* begin DATASET ENTRIES *

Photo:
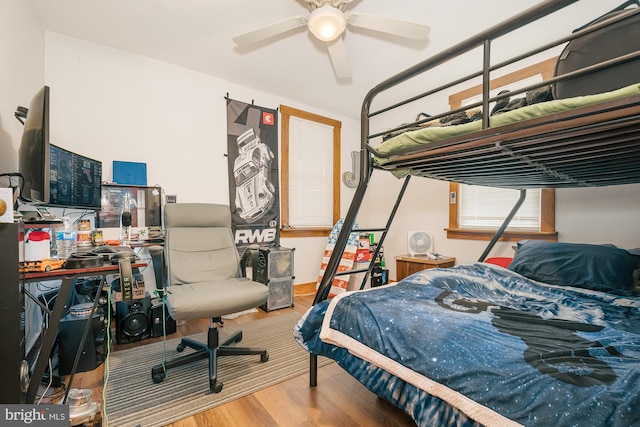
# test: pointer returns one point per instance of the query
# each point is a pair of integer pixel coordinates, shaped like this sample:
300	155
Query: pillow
598	267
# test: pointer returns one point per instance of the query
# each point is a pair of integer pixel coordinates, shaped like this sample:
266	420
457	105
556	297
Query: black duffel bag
604	44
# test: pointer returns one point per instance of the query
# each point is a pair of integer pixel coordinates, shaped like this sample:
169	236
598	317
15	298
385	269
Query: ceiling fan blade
396	27
270	31
339	58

* end DATASET ENTRIES *

» **WHAT IS BEING ASKED**:
Rewrite these lines with every "instance" changed to "occurrence" and everything else kept the same. Leave the pictures out of your answer.

» **IN RESPONSE**:
Photo:
# test: pointer returns one point per occurrence of the query
# each point is a pair of integer pixel coordinates, shaped like this sample:
300	155
Query: pillow
598	267
# test: pointer returns one point per occurrence of the query
# each point is a pair of integer pixel coordinates, shaped like this sample:
266	420
457	105
556	297
Query: black duffel bag
604	44
# test: pointer returns one point per occurrence of the query
# each point is a pair of integer pixel coordinates, shaped like this sample:
169	236
598	317
15	298
385	269
Query: ceiling fan blade
396	27
270	31
339	58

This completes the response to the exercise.